══ EXTRACT PROVIDED ══

Silicon & Lithium: assembly

In my last post I talked about how to get FFmpeg to compile under Windows with the Intel compiler. This has advantages in that the Intel compiler supports compilation of AT&T style inline assembly. This means that its possible to use the hand tuned optimised code found in FFmpeg while natively compiling for Windows (something that is otherwise not possible). Unfortunately the assembly support in the Windows version of the compiler is not complete and so the inline asm wont compile without some changes.

The previous post on this subject had a patch that allowed for compilation with inline asm. However since then I have cleaned up the patch and fixed a few things that I wasnt entirely happy about. In fact after talking to Michael Niedermayer and others on the FFmpeg mailing list I ended up writing an entirely new patch. This patch is currently still pending review but for those who are interested in getting this working now they can grab the patch from the end of this post.

The main changes in this version is the way the inline asm was changed from using direct symbol references to something defined in an asm-interface. From my previous post I mentioned that Intel compiler does not support direct symbol references in code so previously I had changed all of these to asm-interfaces. However the FFmpeg developers didn't want to change any existing code and there was some concerns over how moving variables from direct symbols into the interface may affect Position Independent Code compilation. So based on a suggestion from Michael the patch was changed to use named constraints. For those familiar with named constraints you'll know that to use these all you have to do is replace a direct symbol reference with a named constraint.

═══

• **EXERCISE INSTRUCTIONS**
**A.** Answer these questions from the post on compiling FFmpeg inline assembly with the Intel compiler:
(i) What style of inline assembly does the Intel compiler support compiling?
(ii) Whose suggestion led to the patch using named constraints?
(iii) Where in the post can readers get the patch?
**B.** Continue the post on compiling FFmpeg inline assembly with the Intel compiler from its last sentence.

══ ITEMS ══

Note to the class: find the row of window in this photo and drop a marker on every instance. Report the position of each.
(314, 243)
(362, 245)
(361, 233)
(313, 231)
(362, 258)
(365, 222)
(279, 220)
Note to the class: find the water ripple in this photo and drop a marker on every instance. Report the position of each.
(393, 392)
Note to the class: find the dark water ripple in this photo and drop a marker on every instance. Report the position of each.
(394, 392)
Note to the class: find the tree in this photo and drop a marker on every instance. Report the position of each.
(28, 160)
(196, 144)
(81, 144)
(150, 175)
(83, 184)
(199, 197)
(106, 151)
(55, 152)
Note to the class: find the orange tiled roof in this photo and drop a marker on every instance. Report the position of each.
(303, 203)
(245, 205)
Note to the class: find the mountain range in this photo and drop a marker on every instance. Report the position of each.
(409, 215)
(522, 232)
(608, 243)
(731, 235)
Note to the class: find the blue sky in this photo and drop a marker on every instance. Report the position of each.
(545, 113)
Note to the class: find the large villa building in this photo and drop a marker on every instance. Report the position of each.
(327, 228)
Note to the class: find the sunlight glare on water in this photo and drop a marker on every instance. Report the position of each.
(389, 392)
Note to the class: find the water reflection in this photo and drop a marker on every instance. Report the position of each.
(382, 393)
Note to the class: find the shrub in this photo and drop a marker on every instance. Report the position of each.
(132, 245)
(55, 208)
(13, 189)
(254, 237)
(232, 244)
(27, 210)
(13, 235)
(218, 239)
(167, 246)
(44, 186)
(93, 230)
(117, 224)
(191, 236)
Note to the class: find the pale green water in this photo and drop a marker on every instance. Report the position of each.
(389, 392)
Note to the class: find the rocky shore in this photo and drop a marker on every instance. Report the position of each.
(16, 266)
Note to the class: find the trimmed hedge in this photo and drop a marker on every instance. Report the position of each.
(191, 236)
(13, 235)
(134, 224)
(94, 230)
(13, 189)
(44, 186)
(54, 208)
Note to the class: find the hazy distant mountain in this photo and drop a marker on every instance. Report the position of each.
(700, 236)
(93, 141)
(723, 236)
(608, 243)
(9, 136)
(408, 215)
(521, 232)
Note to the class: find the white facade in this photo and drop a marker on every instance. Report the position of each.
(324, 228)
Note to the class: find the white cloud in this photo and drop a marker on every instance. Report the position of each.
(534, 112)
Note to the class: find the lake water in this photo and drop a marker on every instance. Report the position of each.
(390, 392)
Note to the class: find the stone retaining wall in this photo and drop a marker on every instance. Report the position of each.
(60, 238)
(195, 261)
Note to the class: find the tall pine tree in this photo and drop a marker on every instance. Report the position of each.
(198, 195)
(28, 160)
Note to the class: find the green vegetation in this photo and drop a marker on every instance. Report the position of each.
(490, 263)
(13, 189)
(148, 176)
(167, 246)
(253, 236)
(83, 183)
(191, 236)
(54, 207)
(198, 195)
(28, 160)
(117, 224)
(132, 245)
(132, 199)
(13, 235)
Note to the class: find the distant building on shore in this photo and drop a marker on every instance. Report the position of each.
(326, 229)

═══

• **ANSWERS TO THE EXERCISES**
**A.**
(i) AT&T style inline assembly.
(ii) Michael Niedermayer's.
(iii) At the end of the post.

**B.**
Example of existing direct symbol reference:

"movq "MANGLE(ff_pb_80)", %%mm0     \n\t"
"lea         (%3, %3, 2), %1        \n\t"

Since FFmpeg already had a macro for name mangling the direct symbol references it was rather simple to just change this macro to generate a named constraint instead. In order to do this the definition of MANGLE was changed so that with Intel compiler on Windows it generates a named constraint.

// Determine if compiler supports direct symbol references in inline asm
#if defined(__INTEL_COMPILER) && defined(_MSC_VER)
#   define HAVE_DIRECT_SYMBOL_REF 0
#else
#   define HAVE_DIRECT_SYMBOL_REF 1
#endif

#if HAVE_DIRECT_SYMBOL_REF
    //The standard version of MANGLE for direct symbol references
#   define MANGLE(a) EXTERN_PREFIX LOCAL_MANGLE(a)
#else
    //A version of mangle that instead generates named constraints
#   define MANGLE(a) "%["#a"]"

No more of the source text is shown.